== The data ==
◇ ◇ ◇ ◇ ◇
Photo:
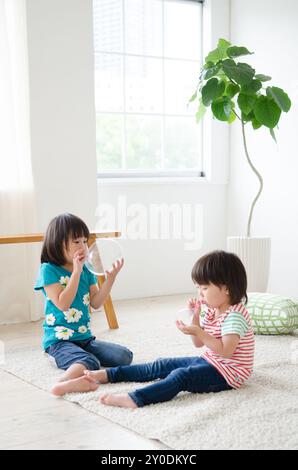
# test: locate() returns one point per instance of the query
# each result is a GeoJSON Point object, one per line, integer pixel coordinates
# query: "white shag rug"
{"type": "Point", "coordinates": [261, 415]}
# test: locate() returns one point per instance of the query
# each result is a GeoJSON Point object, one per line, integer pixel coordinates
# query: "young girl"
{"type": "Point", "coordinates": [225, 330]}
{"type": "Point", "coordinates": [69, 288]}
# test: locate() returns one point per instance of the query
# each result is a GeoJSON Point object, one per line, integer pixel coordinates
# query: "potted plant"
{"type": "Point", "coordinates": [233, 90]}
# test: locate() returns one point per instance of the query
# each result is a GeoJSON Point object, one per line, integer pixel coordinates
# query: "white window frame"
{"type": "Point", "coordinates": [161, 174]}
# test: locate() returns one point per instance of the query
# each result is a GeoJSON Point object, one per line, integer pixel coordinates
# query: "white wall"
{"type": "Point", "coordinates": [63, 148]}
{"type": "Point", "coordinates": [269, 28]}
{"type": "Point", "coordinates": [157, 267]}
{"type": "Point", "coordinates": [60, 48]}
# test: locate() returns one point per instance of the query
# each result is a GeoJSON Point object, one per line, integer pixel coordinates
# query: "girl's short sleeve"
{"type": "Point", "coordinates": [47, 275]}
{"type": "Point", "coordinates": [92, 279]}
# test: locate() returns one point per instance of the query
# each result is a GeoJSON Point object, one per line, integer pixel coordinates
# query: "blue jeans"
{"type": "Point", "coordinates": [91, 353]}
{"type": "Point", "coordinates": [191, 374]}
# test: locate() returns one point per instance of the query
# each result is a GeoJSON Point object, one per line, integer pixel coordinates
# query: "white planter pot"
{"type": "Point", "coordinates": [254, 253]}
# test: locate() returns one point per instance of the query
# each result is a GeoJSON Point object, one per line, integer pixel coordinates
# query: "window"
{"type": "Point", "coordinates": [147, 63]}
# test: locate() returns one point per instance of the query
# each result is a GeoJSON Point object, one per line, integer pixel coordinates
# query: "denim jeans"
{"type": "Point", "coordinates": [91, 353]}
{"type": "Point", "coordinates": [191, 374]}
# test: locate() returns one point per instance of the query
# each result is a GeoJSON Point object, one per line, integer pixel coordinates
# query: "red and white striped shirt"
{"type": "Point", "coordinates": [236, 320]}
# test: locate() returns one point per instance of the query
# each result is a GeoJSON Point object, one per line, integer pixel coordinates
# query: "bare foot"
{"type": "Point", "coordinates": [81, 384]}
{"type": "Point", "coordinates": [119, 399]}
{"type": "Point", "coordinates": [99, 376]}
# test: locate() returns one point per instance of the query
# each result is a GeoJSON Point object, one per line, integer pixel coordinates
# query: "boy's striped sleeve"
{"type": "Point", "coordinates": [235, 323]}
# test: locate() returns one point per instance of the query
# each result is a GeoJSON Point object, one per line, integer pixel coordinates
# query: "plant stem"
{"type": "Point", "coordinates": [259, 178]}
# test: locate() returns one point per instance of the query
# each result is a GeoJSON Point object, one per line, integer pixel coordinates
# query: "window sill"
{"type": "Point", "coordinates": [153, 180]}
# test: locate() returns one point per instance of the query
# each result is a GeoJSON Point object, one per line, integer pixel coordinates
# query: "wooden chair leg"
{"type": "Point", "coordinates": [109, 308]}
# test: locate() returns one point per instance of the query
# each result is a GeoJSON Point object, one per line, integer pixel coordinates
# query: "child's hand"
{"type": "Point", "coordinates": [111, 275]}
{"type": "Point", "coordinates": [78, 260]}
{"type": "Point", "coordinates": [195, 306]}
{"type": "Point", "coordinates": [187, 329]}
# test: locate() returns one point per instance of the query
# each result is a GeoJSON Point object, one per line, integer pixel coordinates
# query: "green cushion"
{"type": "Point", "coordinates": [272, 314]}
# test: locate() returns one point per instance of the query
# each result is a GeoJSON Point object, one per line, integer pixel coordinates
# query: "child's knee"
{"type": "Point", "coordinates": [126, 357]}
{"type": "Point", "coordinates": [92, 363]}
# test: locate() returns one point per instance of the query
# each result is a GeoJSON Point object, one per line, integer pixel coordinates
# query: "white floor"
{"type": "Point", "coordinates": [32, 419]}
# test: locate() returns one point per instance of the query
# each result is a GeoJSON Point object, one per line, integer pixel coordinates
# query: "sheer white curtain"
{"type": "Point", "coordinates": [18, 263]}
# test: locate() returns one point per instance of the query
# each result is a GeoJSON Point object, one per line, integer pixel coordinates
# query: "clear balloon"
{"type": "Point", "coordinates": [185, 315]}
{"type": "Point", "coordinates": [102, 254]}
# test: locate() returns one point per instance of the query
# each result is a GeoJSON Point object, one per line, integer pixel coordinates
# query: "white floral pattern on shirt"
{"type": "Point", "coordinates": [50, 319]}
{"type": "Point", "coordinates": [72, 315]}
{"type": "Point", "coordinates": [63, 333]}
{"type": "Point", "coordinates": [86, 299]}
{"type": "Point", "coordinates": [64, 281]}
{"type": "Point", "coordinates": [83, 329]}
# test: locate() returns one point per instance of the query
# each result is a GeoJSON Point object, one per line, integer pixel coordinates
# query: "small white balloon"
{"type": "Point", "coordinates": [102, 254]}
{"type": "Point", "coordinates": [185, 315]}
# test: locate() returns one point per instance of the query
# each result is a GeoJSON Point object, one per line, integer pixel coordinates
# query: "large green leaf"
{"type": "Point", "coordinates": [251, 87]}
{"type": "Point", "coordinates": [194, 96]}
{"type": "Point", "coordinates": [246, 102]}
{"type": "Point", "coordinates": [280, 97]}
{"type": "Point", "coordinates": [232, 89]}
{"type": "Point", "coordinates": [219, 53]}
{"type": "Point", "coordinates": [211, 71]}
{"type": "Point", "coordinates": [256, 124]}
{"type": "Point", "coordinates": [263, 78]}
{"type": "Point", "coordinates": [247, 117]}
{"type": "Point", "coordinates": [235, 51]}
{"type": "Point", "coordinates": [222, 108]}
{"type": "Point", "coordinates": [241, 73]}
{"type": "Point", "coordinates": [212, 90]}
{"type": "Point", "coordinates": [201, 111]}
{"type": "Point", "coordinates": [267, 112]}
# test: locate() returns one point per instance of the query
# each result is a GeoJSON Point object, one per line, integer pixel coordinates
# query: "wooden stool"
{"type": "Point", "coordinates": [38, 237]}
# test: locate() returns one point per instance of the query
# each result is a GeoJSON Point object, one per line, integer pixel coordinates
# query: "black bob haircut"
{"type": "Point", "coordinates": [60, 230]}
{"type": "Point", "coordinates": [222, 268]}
◇ ◇ ◇ ◇ ◇
== Work to complete ==
Return all the material exactly, pictures excluded.

== Result of this exercise ==
Photo:
# test: locate() returns one point per instance of the query
# each result is a GeoJSON Point object, one per line, integer pixel coordinates
# query: "white shag rug"
{"type": "Point", "coordinates": [261, 415]}
# test: locate() returns one point per instance of the query
# each result is a GeoJSON Point object, one per line, integer pixel coordinates
# query: "young girl"
{"type": "Point", "coordinates": [225, 330]}
{"type": "Point", "coordinates": [69, 288]}
# test: locate() returns one point per instance of the query
# each result is a GeoJSON Point object, one per line, integer pixel coordinates
# query: "potted plant"
{"type": "Point", "coordinates": [233, 90]}
# test: locate() returns one point per instance of the query
# each result is a GeoJSON Point object, one per line, integer pixel coordinates
# query: "white window frame"
{"type": "Point", "coordinates": [161, 174]}
# test: locate() returns one point per instance of the query
# each result is a GeoJSON Point object, one per line, integer pixel coordinates
# query: "white wall"
{"type": "Point", "coordinates": [63, 148]}
{"type": "Point", "coordinates": [269, 28]}
{"type": "Point", "coordinates": [157, 267]}
{"type": "Point", "coordinates": [60, 48]}
# test: locate() returns one point per instance of the query
# each result is a GeoJSON Point object, one per line, integer pixel coordinates
# query: "girl's short sleeve"
{"type": "Point", "coordinates": [47, 275]}
{"type": "Point", "coordinates": [92, 279]}
# test: locate() returns one point per instance of the query
# each result is a GeoJSON Point object, one per line, integer pixel coordinates
# query: "blue jeans"
{"type": "Point", "coordinates": [91, 353]}
{"type": "Point", "coordinates": [191, 374]}
# test: locate() returns one point per instance of the query
# each result is a GeoJSON Point object, one per line, integer pixel coordinates
# query: "white planter pot"
{"type": "Point", "coordinates": [254, 253]}
# test: locate() returns one point per instance of the query
# each result is a GeoJSON Point object, one per line, integer pixel coordinates
# query: "window"
{"type": "Point", "coordinates": [147, 63]}
# test: locate() returns one point per instance of the query
# each result is a GeoJSON Point object, one per line, integer pixel coordinates
# query: "denim jeans"
{"type": "Point", "coordinates": [91, 353]}
{"type": "Point", "coordinates": [191, 374]}
# test: locate() returns one point per instance of the query
# each result is a GeoJSON Point object, one per line, integer pixel coordinates
# query: "red and white striped shirt"
{"type": "Point", "coordinates": [236, 320]}
# test: locate() returns one point per instance of the query
# each result is a GeoJSON Point object, one per line, integer pixel coordinates
# query: "bare foot"
{"type": "Point", "coordinates": [81, 384]}
{"type": "Point", "coordinates": [119, 399]}
{"type": "Point", "coordinates": [99, 376]}
# test: locate() returns one point per instance of the query
# each result is a GeoJSON Point object, one per line, integer pixel coordinates
# query: "boy's striped sleeve"
{"type": "Point", "coordinates": [235, 323]}
# test: locate() returns one point per instance of the query
# each result is a GeoJSON Point object, one per line, integer pixel coordinates
# query: "plant stem"
{"type": "Point", "coordinates": [259, 178]}
# test: locate() returns one point per instance of the query
# each result is a GeoJSON Point object, one per line, integer pixel coordinates
# query: "window sill"
{"type": "Point", "coordinates": [153, 180]}
# test: locate() returns one point per instance of the query
# each result is a GeoJSON Point object, one per line, integer pixel coordinates
# query: "wooden chair leg"
{"type": "Point", "coordinates": [109, 308]}
# test: locate() returns one point per instance of the query
# each result is a GeoJSON Point object, one per line, integer pixel coordinates
# query: "child's hand"
{"type": "Point", "coordinates": [111, 275]}
{"type": "Point", "coordinates": [78, 260]}
{"type": "Point", "coordinates": [195, 306]}
{"type": "Point", "coordinates": [187, 329]}
# test: locate() returns one point per instance of the query
# each result is a GeoJSON Point object, one per line, integer pixel coordinates
# query: "green cushion"
{"type": "Point", "coordinates": [272, 314]}
# test: locate() returns one point per instance of the query
# each result is a GeoJSON Point object, one per line, integer pixel coordinates
# query: "child's knee"
{"type": "Point", "coordinates": [126, 357]}
{"type": "Point", "coordinates": [92, 363]}
# test: locate() returns one point per instance of the query
# each result is a GeoJSON Point object, one per line, integer pixel coordinates
# query: "white floor"
{"type": "Point", "coordinates": [32, 419]}
# test: locate() returns one point per instance of the query
# each result is a GeoJSON Point object, one per line, integer pixel coordinates
# query: "sheer white curtain"
{"type": "Point", "coordinates": [18, 263]}
# test: locate() returns one point per instance of the query
# each result is a GeoJSON Point object, one per line, integer pixel coordinates
# query: "clear balloon"
{"type": "Point", "coordinates": [185, 315]}
{"type": "Point", "coordinates": [102, 254]}
# test: locate() returns one point per instance of the query
# each result is a GeoJSON Point object, one per line, integer pixel coordinates
# query: "white floral pattern on shirt"
{"type": "Point", "coordinates": [50, 319]}
{"type": "Point", "coordinates": [72, 315]}
{"type": "Point", "coordinates": [63, 333]}
{"type": "Point", "coordinates": [86, 299]}
{"type": "Point", "coordinates": [64, 281]}
{"type": "Point", "coordinates": [83, 329]}
# test: locate() returns one point per instance of the query
# each result is a GeoJSON Point object, one per line, integer pixel coordinates
# query: "small white balloon"
{"type": "Point", "coordinates": [102, 254]}
{"type": "Point", "coordinates": [185, 315]}
# test: locate() returns one point per instance of the query
# each result is a GeoJSON Point object, one per line, integer pixel coordinates
# query: "large green leaf"
{"type": "Point", "coordinates": [251, 87]}
{"type": "Point", "coordinates": [194, 96]}
{"type": "Point", "coordinates": [246, 102]}
{"type": "Point", "coordinates": [280, 97]}
{"type": "Point", "coordinates": [232, 89]}
{"type": "Point", "coordinates": [219, 53]}
{"type": "Point", "coordinates": [211, 71]}
{"type": "Point", "coordinates": [256, 124]}
{"type": "Point", "coordinates": [263, 78]}
{"type": "Point", "coordinates": [247, 117]}
{"type": "Point", "coordinates": [235, 51]}
{"type": "Point", "coordinates": [222, 108]}
{"type": "Point", "coordinates": [241, 73]}
{"type": "Point", "coordinates": [212, 90]}
{"type": "Point", "coordinates": [201, 111]}
{"type": "Point", "coordinates": [267, 112]}
# test: locate() returns one point per instance of the query
# each result is a GeoJSON Point object, one per line, integer pixel coordinates
# query: "wooden stool"
{"type": "Point", "coordinates": [38, 237]}
# test: locate() returns one point per instance of the query
# each result is a GeoJSON Point object, one per line, integer pixel coordinates
# query: "black bob haircut"
{"type": "Point", "coordinates": [60, 230]}
{"type": "Point", "coordinates": [222, 268]}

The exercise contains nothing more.